- _PROMPT_: Count the lines in the data below that contain the word "foliage", treating uppercase and lowercase as different, and reply with the number alone.

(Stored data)
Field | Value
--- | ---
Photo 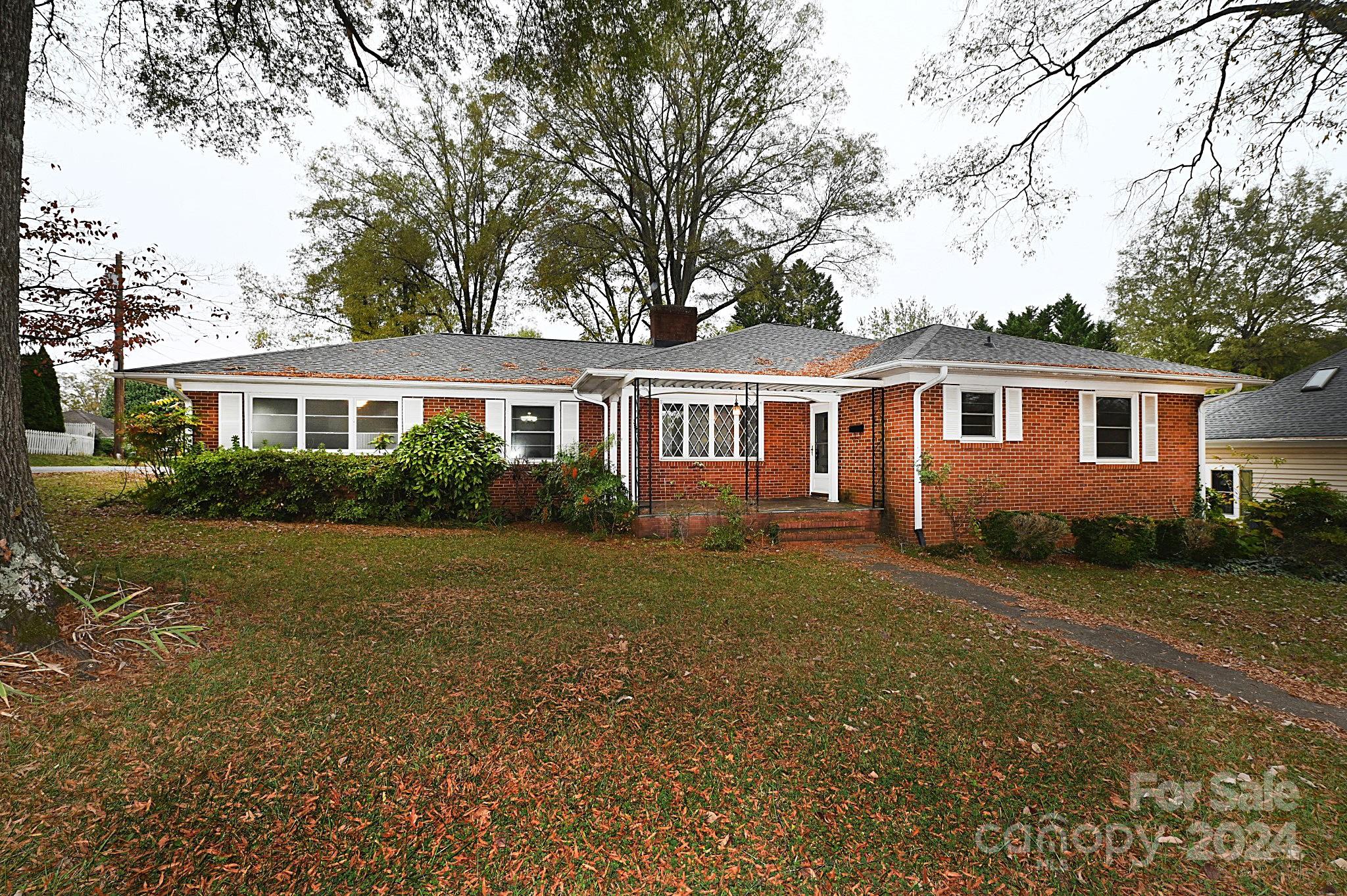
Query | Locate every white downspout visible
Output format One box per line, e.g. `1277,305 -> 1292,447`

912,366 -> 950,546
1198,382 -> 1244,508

...

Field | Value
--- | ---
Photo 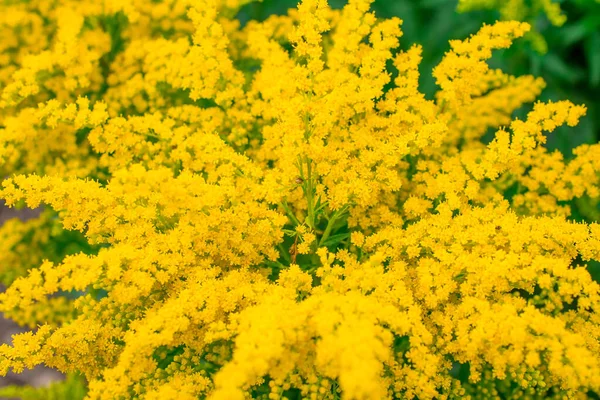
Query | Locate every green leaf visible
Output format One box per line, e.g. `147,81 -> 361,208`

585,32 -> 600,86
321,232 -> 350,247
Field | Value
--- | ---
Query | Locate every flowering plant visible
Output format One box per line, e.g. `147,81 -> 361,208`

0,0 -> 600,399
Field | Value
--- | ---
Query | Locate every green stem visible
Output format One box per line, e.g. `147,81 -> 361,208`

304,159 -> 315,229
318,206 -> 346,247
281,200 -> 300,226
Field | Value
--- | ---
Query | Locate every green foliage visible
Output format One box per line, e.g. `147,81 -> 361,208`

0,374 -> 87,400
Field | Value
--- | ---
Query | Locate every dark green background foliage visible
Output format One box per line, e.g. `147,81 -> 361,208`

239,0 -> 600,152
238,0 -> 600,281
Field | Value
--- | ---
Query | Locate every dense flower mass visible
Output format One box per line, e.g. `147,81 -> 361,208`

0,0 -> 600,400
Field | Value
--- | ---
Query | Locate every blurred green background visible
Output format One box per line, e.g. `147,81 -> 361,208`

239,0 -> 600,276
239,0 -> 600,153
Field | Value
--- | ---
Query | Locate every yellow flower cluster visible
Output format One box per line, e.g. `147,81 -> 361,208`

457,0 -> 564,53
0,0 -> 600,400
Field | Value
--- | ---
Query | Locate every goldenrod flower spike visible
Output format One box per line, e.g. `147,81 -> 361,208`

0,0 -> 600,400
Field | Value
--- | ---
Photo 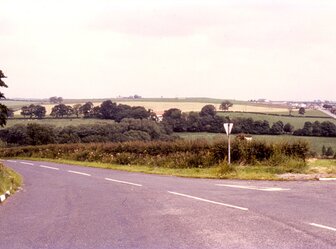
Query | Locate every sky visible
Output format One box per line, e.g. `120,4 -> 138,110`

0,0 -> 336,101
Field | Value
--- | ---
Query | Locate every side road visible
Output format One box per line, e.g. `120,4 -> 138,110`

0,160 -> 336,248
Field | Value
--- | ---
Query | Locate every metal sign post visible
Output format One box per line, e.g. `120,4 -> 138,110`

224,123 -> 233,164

- _ANSWER FOR THIS EXERCISE_: 2